Lyrics & Knowledge Personal Pages Record Shop Auction Links Radio & Media Kids Membership Help
The Mudcat Cafesj



User Name Thread Name Subject Posted
Sheye franklin - WARNING not music (14) franklin - WARNING not music 15 Jul 98


Be forewarned: there is no tune in this rambling, tho' maybe there could be...

Ah, we do wander, don't we... This is a spin-off from Bob Dylan's Dream. I MUST comment!!

Art, If you are not the wise man on top of the mountain, please tell us now!! I for one, am continually amazed! If you are, please sir, what is the meaning of life?!! It's natural osmosis??

The mental deterioration of the Franklin crew which was caused by the lead, was the main factor in the men's demise. Scurvy, and in fact, poor nutrition (and starvation because of lack of knowledge) in general also played a role. Also listed as a major player is the cold, and the explorers' (many groups, not just Franklin's) lack of knowledge and respect for it.

What hit my trigger was the comment of starvation and the survival skills of the Eskimo: They were observed by Eskimos as they walked along dying one by one ("Only the Eskimo in his skin canoe"etc.) but the Eskimos had enough trouble themselves surviving the winter and did not have the resources to help a group of dying men."

There are many misconceptions of our planet's indigenous people. Many Canadian (north american) tribes are still misunderstood because we (the rest of us Canadians) don't take the time to ask questions and try to understand.

FIRST OFF: The Eskimo of the North, prior to white influence lived in an extremely-well structured community. Among the "rules" or unspoken laws, was the consensus that no one owned anything. If you wanted your neighbour's whatever, you took it and used it and 'put the damn thing away when you were done with it'. (Sounds like your wife nattering, huh!!)

This was also true with food sources. Ownership was communal, not individual. The Eskimo were nomadic and followed their food sources and there is no evidence of massive survival problems before the 1870's. A tip for folk wandering away from their homes: Pay attention to what the locals are doing. They've ironed the wrinkles out several hundred years before your lightbulb went off.

▶ **DATA ENTRIES**
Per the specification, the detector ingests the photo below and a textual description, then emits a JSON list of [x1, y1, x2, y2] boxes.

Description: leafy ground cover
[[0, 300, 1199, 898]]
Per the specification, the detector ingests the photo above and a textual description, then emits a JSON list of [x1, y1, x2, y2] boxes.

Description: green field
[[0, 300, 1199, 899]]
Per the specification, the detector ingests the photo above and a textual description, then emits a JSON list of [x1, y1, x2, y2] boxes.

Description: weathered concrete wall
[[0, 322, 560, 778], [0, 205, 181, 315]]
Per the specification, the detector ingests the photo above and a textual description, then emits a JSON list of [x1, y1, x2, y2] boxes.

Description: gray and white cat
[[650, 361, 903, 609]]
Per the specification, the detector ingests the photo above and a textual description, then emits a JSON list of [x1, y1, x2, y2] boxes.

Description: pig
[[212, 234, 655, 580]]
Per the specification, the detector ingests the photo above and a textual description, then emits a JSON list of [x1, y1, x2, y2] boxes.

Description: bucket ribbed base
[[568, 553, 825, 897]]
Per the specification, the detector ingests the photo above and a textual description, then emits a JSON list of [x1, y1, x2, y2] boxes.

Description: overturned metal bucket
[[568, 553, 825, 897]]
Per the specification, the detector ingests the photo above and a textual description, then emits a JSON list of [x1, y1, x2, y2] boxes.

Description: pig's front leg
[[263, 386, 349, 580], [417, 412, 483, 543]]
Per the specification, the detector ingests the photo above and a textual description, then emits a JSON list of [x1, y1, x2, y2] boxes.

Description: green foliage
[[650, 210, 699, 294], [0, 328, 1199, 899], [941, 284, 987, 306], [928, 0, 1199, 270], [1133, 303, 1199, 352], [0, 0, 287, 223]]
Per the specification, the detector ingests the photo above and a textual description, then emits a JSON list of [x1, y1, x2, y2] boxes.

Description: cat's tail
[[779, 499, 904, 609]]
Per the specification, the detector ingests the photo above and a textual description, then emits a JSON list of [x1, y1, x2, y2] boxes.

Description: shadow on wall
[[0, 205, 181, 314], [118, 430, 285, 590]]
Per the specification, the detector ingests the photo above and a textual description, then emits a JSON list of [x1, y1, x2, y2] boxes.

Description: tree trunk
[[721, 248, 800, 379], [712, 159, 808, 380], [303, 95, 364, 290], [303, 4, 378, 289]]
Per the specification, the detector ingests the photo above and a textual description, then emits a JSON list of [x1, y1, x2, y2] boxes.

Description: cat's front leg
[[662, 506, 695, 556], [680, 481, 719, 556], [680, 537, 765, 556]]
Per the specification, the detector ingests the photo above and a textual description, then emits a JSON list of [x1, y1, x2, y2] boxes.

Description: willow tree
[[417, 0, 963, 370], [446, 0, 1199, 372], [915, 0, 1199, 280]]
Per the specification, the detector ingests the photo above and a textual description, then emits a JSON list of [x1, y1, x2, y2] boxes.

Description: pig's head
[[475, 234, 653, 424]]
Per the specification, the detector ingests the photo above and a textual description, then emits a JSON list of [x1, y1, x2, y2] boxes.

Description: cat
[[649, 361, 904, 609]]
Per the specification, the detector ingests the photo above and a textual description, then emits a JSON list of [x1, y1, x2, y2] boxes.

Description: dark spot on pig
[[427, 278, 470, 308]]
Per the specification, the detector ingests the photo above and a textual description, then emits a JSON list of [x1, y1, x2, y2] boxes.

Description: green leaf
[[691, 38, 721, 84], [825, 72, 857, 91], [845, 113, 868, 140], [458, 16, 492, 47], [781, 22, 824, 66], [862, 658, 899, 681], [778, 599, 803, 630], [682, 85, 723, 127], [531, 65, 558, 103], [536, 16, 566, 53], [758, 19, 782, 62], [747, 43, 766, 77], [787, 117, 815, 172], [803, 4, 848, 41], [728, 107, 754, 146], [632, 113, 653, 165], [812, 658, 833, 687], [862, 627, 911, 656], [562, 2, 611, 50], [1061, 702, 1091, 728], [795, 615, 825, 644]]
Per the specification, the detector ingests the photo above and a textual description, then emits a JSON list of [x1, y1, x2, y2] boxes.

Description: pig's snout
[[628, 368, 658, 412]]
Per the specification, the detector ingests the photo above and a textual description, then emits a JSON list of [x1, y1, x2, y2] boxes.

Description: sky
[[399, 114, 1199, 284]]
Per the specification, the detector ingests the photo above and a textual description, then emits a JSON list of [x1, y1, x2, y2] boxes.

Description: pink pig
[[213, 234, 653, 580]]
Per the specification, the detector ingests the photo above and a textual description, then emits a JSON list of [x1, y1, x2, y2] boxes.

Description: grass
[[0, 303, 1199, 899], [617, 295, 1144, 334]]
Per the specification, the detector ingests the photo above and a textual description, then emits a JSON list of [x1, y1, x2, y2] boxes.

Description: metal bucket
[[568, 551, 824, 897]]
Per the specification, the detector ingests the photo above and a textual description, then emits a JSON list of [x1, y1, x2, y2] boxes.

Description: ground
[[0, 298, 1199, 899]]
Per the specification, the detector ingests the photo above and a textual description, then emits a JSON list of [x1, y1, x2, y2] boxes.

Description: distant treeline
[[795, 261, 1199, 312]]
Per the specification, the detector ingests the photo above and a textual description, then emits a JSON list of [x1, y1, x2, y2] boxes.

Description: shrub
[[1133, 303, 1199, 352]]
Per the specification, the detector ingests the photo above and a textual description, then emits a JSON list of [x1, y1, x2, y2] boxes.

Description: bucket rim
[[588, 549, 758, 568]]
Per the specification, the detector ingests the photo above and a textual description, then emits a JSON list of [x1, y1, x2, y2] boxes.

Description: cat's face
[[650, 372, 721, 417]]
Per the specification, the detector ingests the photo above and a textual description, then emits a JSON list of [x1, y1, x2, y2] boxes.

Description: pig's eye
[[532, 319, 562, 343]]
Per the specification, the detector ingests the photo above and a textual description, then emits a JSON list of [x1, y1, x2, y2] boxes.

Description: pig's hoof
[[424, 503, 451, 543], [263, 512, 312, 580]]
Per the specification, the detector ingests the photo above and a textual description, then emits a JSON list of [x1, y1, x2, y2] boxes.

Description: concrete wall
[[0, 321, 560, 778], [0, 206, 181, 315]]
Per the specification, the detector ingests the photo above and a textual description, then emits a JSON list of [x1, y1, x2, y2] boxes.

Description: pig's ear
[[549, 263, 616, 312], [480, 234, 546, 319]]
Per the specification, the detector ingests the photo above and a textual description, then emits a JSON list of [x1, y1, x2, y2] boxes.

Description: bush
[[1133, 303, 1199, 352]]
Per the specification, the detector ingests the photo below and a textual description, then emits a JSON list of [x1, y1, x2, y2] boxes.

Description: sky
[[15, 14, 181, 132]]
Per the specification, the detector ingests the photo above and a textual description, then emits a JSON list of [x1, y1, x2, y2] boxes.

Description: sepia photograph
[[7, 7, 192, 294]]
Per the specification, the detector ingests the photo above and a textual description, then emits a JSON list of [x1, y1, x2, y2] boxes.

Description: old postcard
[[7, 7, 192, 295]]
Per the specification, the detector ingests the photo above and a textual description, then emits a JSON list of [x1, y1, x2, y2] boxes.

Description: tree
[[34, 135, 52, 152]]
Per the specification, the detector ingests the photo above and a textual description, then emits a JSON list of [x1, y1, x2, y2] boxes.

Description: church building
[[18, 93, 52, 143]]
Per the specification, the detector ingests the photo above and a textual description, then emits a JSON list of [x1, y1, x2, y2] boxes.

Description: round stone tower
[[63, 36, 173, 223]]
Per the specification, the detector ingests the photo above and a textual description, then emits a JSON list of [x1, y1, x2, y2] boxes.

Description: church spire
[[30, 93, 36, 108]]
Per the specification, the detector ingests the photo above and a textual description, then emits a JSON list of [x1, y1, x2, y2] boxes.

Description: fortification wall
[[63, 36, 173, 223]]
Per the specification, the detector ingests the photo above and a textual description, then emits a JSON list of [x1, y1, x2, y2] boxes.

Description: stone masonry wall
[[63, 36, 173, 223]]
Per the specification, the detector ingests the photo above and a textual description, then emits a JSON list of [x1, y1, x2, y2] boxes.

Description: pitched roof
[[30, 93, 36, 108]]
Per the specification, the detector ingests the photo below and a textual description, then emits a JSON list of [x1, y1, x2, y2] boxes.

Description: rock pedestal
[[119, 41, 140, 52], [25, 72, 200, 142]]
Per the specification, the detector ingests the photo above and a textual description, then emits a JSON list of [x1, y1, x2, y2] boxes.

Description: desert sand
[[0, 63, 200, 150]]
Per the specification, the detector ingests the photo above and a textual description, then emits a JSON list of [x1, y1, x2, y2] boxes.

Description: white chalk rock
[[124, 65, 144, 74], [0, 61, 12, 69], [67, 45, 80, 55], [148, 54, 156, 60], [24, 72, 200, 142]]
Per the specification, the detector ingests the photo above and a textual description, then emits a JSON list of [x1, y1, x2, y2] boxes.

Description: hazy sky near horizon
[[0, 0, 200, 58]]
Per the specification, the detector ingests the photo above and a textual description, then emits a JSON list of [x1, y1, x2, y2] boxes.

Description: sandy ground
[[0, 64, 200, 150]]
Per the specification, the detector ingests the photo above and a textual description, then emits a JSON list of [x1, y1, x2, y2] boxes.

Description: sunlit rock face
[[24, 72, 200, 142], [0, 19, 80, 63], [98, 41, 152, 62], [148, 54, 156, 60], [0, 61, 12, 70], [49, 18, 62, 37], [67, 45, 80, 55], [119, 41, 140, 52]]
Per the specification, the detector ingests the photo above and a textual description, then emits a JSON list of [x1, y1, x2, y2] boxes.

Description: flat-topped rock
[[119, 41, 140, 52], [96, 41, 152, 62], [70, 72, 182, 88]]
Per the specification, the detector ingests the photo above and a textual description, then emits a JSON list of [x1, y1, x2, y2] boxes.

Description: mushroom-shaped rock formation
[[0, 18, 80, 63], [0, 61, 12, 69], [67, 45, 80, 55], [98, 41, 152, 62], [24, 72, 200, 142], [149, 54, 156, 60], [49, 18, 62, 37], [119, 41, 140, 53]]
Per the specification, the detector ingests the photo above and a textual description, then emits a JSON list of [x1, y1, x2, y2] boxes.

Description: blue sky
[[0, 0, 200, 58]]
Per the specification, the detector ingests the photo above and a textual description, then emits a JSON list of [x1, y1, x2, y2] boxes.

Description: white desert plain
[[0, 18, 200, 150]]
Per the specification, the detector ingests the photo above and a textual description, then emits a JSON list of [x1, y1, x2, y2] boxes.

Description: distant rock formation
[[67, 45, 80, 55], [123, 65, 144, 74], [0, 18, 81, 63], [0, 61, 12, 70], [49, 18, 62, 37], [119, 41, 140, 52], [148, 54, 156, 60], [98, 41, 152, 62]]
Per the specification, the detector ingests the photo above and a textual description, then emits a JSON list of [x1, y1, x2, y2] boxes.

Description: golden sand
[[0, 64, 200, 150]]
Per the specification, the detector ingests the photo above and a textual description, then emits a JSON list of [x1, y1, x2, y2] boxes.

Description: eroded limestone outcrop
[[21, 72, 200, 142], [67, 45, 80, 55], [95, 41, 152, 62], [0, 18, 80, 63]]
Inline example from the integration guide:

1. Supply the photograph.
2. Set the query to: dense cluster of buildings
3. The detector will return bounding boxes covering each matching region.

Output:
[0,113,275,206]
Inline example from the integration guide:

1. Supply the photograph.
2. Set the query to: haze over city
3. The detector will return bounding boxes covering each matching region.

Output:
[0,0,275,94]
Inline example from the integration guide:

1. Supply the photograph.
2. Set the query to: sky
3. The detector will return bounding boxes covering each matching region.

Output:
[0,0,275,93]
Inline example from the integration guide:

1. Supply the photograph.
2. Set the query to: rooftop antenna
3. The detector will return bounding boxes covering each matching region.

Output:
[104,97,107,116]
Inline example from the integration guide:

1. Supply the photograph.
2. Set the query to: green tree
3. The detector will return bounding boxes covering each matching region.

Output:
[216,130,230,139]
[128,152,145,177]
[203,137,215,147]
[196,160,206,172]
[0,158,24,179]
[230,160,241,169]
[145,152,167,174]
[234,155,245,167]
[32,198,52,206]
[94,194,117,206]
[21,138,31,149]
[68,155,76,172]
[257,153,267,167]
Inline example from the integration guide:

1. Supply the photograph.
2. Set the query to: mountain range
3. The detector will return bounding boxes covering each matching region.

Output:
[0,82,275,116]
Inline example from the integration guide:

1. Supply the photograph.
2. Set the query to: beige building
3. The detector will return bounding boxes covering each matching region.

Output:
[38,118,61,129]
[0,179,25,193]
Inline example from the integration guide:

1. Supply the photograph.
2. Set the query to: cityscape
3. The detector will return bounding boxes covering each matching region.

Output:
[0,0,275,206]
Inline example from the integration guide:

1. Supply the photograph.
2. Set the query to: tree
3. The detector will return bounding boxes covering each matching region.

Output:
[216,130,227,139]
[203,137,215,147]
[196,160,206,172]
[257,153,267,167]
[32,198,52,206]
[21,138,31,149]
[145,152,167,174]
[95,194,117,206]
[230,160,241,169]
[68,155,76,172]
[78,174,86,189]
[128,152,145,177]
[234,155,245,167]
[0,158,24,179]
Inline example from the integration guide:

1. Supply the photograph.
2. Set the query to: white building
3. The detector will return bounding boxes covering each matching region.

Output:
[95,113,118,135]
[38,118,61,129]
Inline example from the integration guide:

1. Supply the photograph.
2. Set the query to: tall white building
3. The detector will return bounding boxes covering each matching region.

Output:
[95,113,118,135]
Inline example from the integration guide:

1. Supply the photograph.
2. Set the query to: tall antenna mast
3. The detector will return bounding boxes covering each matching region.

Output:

▶ **INSTRUCTIONS FOR THE TASK**
Answer these questions from the forum post.
(a) What does it give as the main factor in the Franklin crew's demise?
(b) What consensus does it describe among the Eskimo of the North about owning things?
(c) Before which decade does it say there is no evidence of massive survival problems?
These items were taken from a separate source unrelated to the forum post.

▶ **OUTPUT FOR THIS EXERCISE**
(a) The mental deterioration of the crew, caused by the lead.
(b) No one owned anything.
(c) The 1870's.